- [PROBLEM DETAILS] Copy word for word the passage of the Skyrush coaster article below, starting at "At 200 feet, riders" and ending at "of coaster: Hypercoaster.".

- [PAGE EXCERPT]
....

At 200 feet, riders will indeed rush the sky. But with a cable mechanism yanking the trains up the lift hill at a brisk 26 feet per second, passengers won’t have much time to contemplate the sky. Instead, they'll likely be focused on the rush they will experience as the ride races down its 85-degree drop and soars through its airtime-inducing maneuvers. Skyrush is one of an impressive batch of new coasters opening in 2012.
Skyrush Coaster Stats
- Location: Hersheypark in Hershey, Pennsylvania
- Type of coaster: Hypercoaster.
- Height: 200 feet
- Top speed: 75 mph
- Angle of descent: 85 degrees
- Ride time: 1:03
Excuse Me, While I Rush the SkyPerhaps the most unique feature of the new coaster will be its "winged" seats. Each car will contain four seats across. The two in the middle will be relatively standard, but the two outer seats will be positioned slightly behind and will be cantilevered on either side of the track. With no floor beneath the outer seats (unlike a floorless coaster, the cars will have floors under the inside seats), passengers will be especially exposed and will tackle the ride with their feet dangling. I imagine there will be some jockeying in the loading station among thrill-seekers for the coveted end seats.
Thanks to gaps in the rows of seats between cars, all riders will have relatively unobtrusive views--all the better to see the sky rushing at them as the trains quickly ascend the lift hill at a steep 50 degrees. Speaking of steep, looming on the other side of the 200-foot hill -- with no turn or any other hesitation -- is an 85-degree drop. That's a mere five degrees less than straight down, mind you.
That will be enough to get Skyrush cranking up to 75 mph. Coming down the first drop, the trains will bank slightly and then rocket up into what appears will be an airtime-filled second hill. It will then swoop down and cross over the park's Spring Creek for the first time.

....

- [DATA EXCERPTS]

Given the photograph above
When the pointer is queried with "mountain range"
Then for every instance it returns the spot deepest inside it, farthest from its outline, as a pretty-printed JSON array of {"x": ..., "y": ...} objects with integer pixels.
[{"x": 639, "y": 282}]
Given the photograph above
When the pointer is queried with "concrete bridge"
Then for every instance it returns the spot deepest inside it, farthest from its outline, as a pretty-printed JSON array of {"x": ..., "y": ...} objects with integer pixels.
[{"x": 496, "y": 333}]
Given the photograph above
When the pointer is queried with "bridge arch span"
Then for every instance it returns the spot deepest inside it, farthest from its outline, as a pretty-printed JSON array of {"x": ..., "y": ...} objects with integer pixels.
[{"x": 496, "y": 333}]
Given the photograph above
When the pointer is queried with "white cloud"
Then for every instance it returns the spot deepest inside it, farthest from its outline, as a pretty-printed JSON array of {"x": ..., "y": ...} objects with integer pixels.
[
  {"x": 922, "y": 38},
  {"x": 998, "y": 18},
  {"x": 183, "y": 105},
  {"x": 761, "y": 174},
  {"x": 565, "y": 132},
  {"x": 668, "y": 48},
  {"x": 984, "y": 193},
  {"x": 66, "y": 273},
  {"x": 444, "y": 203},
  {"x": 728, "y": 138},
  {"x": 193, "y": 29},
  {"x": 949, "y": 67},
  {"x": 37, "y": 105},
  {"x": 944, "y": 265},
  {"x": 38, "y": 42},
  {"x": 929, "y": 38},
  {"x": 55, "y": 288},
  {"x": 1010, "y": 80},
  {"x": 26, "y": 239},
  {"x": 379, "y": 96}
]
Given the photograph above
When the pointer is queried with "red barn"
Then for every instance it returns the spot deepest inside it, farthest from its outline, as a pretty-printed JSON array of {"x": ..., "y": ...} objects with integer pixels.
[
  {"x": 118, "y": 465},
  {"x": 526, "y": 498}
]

....

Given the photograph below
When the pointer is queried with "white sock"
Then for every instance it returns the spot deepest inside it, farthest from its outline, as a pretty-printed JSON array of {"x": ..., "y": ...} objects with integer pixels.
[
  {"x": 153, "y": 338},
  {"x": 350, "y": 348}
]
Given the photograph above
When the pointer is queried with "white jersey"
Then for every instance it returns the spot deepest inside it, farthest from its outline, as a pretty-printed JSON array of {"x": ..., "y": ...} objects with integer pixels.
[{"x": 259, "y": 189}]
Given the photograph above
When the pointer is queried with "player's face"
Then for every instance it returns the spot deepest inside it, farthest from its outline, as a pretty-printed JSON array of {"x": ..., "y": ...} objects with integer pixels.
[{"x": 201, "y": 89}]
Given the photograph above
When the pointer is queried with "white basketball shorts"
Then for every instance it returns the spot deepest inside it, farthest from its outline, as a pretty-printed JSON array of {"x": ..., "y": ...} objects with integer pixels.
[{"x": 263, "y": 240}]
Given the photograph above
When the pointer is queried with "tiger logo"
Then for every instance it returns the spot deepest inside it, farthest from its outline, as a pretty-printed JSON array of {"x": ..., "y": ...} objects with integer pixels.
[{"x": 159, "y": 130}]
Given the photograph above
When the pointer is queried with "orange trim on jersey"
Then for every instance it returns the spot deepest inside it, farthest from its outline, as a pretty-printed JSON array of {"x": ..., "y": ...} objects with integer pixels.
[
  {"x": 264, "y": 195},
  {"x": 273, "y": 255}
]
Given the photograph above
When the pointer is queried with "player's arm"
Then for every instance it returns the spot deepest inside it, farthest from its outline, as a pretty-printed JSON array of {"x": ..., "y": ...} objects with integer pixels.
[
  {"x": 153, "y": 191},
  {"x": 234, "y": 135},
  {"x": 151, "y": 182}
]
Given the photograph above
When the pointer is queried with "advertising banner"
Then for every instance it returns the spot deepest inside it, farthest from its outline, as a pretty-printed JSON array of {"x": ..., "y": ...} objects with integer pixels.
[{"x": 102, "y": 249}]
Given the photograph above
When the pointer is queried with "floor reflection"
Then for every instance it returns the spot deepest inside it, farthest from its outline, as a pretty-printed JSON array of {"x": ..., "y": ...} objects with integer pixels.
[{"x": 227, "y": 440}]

....

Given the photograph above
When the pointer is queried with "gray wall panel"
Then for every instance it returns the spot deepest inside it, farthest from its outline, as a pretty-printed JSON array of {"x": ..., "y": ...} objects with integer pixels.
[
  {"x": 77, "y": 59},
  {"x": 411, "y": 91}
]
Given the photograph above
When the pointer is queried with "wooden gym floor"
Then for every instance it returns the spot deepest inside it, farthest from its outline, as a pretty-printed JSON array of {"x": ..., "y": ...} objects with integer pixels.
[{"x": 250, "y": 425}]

....

- [SOLVED EXERCISE]
At 200 feet, riders will indeed rush the sky. But with a cable mechanism yanking the trains up the lift hill at a brisk 26 feet per second, passengers won’t have much time to contemplate the sky. Instead, they'll likely be focused on the rush they will experience as the ride races down its 85-degree drop and soars through its airtime-inducing maneuvers. Skyrush is one of an impressive batch of new coasters opening in 2012.
Skyrush Coaster Stats
- Location: Hersheypark in Hershey, Pennsylvania
- Type of coaster: Hypercoaster.